--- start of DATA TO PROCESS ---

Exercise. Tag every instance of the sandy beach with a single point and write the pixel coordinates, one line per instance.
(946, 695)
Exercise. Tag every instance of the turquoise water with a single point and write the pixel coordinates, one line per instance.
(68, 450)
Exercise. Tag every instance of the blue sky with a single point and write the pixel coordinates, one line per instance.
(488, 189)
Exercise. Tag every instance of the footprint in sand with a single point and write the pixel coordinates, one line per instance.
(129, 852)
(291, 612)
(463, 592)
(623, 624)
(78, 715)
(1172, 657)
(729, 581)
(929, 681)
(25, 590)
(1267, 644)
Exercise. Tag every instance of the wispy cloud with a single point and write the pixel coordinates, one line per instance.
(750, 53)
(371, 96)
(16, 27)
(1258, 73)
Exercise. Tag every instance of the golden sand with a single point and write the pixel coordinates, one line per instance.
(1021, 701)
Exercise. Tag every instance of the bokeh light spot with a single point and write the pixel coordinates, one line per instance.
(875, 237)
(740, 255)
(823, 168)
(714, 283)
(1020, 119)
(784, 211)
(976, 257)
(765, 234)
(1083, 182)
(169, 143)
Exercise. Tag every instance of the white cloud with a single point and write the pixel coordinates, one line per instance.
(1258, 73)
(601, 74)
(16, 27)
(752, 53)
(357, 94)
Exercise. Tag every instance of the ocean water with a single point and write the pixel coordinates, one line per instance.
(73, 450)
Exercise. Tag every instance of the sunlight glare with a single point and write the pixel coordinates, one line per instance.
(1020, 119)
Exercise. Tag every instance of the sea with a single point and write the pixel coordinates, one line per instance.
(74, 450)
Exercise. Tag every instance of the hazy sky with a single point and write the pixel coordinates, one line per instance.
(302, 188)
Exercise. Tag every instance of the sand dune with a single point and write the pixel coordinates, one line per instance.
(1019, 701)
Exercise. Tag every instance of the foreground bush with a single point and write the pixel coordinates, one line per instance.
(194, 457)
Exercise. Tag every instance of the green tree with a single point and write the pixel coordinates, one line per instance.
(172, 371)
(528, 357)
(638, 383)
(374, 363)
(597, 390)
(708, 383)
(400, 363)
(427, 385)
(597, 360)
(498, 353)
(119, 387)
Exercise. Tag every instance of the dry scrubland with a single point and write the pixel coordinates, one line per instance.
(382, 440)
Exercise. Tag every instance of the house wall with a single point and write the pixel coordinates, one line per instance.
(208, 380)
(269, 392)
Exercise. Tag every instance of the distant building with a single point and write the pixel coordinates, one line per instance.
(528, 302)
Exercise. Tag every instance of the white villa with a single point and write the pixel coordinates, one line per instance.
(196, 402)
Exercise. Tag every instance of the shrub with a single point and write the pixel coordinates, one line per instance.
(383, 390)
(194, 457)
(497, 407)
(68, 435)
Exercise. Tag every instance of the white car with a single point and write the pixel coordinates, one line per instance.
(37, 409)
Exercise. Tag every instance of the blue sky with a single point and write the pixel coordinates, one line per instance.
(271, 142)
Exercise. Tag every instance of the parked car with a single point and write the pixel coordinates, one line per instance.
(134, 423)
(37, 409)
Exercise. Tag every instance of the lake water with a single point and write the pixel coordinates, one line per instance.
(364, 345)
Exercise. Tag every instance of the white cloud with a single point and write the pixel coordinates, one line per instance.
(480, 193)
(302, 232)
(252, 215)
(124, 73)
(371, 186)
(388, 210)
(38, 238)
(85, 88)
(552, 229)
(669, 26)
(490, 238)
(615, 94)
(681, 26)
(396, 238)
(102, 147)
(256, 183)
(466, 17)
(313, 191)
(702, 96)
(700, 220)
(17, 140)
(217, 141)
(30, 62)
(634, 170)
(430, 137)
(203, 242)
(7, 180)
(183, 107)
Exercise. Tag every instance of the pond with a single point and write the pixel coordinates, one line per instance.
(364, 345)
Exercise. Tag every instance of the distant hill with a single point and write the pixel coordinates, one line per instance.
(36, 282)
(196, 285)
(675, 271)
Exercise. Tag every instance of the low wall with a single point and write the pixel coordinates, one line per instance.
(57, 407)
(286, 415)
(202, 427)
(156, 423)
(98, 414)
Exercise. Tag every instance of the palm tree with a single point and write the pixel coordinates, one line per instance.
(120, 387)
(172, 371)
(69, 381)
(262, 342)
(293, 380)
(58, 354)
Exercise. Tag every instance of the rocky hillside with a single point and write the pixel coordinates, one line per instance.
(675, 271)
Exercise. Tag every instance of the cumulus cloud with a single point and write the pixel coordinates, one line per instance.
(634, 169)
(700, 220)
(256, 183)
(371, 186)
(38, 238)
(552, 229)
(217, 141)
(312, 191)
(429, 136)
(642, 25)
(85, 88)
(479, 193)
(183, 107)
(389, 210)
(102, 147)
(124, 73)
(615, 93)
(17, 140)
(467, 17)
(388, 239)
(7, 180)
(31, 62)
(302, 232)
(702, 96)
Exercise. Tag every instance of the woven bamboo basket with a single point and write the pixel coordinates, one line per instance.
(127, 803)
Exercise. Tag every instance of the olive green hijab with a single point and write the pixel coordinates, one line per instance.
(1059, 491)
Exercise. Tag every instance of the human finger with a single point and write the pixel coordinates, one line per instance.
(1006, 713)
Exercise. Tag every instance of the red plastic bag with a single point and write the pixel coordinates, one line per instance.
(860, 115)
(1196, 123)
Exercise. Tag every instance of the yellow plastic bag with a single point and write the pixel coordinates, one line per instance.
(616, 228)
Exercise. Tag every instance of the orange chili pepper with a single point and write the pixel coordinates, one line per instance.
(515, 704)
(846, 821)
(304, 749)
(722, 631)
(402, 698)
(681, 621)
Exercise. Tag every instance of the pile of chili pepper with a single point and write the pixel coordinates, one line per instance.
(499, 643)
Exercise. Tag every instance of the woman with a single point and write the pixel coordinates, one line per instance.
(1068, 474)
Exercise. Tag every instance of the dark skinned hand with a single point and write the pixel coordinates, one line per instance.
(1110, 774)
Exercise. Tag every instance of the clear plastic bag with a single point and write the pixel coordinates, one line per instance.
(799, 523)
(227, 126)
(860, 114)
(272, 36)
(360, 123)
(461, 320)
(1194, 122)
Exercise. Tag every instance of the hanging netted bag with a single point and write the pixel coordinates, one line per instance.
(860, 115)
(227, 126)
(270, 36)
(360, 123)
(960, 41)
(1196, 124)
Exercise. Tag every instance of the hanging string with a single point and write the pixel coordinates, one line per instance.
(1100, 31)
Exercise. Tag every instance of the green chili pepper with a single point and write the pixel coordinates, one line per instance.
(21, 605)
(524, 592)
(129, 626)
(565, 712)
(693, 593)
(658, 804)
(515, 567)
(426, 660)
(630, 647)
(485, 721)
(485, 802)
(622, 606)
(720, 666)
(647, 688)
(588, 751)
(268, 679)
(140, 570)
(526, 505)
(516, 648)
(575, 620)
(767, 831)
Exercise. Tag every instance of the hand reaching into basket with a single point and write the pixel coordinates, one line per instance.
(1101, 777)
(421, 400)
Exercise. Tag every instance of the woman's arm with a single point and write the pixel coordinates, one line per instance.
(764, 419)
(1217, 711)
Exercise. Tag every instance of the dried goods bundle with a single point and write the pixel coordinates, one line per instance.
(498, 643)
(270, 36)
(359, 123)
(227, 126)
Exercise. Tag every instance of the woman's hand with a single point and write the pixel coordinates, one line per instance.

--- end of DATA TO PROCESS ---

= GOAL OF THE EXERCISE =
Please write out the items again, starting at the line that contains "Exercise. Tag every instance of the green chili" and ending at the last item, keeping their wording unchanged. Increase every number in the answer coordinates by 28.

= COMPLETED EXERCISE =
Exercise. Tag every instance of the green chili pepper with a single point and write the pixel coordinates, one line per instance.
(49, 633)
(552, 620)
(157, 654)
(593, 740)
(721, 621)
(686, 832)
(543, 595)
(454, 688)
(658, 675)
(513, 749)
(513, 830)
(650, 634)
(748, 694)
(675, 716)
(616, 779)
(296, 707)
(168, 598)
(554, 533)
(544, 676)
(603, 648)
(795, 859)
Exercise. Tag every instance of the hand reaching into basket with a single point and write the pixel coordinates, one line per instance.
(1129, 805)
(449, 428)
Exercise. Tag every instance of the woman's arm with a single point and write the pixel coordinates, one line per instance.
(792, 447)
(1245, 739)
Exercise. Tag every instance of the dried goods bundle with a single point and write the pixel coordinates, one line per instance.
(526, 671)
(298, 64)
(387, 151)
(255, 154)
Exercise. Tag every instance of the woman's hand with a single point and write the pixel coordinates, one line per instance.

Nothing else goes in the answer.